**** AVAILABLE DATA
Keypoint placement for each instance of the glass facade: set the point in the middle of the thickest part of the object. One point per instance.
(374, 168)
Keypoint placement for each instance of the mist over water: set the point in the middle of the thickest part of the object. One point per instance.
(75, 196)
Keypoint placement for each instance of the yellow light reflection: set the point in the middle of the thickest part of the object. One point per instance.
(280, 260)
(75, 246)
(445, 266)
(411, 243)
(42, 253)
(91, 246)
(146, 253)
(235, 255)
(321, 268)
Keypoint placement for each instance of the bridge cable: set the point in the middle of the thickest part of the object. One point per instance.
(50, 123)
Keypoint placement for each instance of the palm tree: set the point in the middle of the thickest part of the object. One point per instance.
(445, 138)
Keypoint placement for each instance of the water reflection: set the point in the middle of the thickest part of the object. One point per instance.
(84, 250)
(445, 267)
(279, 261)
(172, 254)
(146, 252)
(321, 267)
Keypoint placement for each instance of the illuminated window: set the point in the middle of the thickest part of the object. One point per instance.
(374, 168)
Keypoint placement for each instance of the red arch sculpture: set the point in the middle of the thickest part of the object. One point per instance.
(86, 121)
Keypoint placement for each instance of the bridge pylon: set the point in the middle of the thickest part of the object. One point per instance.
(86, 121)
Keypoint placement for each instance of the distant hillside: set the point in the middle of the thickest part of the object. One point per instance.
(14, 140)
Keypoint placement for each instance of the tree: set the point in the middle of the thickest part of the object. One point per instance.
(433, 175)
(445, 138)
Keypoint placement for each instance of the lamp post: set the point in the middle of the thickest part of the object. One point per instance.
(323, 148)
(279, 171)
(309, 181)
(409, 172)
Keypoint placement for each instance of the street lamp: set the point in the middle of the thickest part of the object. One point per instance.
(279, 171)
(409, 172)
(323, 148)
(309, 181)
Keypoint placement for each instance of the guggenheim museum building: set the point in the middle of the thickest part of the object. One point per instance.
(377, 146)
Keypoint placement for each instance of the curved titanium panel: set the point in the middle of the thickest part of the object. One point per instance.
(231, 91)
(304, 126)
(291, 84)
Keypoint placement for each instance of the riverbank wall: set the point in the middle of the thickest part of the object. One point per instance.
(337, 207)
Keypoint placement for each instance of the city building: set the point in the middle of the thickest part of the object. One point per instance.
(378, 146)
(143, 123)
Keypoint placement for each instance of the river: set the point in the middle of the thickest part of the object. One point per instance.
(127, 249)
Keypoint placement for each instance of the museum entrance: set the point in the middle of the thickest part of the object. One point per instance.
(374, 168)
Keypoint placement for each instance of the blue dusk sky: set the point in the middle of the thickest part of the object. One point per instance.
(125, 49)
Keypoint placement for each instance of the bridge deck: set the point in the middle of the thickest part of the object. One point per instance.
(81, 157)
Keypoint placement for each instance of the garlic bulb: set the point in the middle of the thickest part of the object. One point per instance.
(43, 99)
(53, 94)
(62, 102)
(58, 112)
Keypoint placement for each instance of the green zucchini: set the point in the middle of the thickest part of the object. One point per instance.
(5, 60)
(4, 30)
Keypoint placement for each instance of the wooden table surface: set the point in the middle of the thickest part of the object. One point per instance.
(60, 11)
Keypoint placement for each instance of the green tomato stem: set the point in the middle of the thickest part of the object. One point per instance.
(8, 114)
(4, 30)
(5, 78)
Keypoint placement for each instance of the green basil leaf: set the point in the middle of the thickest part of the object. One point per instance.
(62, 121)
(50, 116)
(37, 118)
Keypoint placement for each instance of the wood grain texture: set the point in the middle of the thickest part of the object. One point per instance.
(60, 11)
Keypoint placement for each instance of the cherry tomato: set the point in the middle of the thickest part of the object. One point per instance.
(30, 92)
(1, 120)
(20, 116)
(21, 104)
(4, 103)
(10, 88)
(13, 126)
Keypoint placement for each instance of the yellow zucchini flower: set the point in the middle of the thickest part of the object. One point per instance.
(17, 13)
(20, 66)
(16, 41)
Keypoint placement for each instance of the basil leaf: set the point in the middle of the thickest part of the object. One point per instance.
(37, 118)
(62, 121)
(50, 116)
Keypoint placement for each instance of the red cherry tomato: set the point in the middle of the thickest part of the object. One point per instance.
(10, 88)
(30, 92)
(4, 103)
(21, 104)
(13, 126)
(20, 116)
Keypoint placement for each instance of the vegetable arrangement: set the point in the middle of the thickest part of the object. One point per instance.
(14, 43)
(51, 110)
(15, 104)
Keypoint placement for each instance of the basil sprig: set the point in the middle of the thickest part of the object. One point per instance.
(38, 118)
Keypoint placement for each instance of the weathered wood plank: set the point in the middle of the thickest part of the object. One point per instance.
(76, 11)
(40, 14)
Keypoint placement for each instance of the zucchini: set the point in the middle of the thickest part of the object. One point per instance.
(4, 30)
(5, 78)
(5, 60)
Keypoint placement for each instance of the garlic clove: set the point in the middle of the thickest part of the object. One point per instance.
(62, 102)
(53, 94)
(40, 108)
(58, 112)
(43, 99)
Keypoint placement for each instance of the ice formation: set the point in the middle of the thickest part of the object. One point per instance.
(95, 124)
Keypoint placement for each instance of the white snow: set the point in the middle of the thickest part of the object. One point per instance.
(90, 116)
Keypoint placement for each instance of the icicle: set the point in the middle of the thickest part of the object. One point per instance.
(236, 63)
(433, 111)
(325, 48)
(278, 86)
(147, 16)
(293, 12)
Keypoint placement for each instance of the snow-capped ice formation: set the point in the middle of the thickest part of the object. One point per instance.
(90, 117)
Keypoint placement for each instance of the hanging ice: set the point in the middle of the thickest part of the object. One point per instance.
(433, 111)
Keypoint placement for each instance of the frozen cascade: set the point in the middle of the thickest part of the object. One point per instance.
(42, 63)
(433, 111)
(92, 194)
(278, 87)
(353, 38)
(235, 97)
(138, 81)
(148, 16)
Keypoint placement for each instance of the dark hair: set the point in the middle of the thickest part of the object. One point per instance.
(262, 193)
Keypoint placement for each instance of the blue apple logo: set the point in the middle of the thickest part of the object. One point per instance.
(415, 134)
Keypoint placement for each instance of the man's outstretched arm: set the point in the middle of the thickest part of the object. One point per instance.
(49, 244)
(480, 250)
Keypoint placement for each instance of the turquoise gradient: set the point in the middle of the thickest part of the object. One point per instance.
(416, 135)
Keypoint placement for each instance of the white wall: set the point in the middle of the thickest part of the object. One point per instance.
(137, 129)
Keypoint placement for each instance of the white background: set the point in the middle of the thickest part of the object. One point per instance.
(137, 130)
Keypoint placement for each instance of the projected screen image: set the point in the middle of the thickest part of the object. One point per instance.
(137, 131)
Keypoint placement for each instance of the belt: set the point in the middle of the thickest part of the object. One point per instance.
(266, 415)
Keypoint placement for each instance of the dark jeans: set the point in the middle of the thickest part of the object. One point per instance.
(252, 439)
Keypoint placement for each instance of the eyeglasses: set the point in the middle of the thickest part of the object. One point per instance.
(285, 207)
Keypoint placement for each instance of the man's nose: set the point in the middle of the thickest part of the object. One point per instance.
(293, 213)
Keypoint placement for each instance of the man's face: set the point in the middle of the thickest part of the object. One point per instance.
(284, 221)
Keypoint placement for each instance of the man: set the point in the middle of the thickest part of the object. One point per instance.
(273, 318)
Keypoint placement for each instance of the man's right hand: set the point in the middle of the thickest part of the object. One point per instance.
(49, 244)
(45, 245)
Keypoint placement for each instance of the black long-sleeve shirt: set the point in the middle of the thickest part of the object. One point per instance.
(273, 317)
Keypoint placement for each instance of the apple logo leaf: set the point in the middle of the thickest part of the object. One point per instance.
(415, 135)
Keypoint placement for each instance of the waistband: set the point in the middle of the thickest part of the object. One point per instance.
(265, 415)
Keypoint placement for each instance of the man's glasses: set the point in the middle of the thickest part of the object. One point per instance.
********
■ **TASK GOAL**
Output the line holding "Keypoint placement for each instance of the man's face: set", then every later line through the end of the records above, exactly as given and nothing else.

■ **ANSWER TO THIS TASK**
Keypoint placement for each instance of the man's face: set the point in the middle of the thickest part of the object. One point per instance.
(284, 221)
Keypoint placement for each instance of the man: set the point in the middle of the thickest part of the object. One point per instance.
(273, 318)
Keypoint placement for each instance of the man's right hand: set the point in the middle of the thickest part of the object. One point per instance.
(49, 244)
(45, 245)
Keypoint placement for each instance of the black long-sleeve shirt: set the point in the middle of the thickest part of the object. One point per instance.
(273, 317)
Keypoint placement for each instance of the apple logo leaf: set the point in the middle of the thickest part of the object. One point per instance.
(415, 135)
Keypoint placement for each instance of the waistband: set the point in the middle of the thickest part of the object. One point per instance.
(265, 415)
Keypoint placement for each instance of the man's glasses: set the point in the middle of the thickest part of the object. One point per instance.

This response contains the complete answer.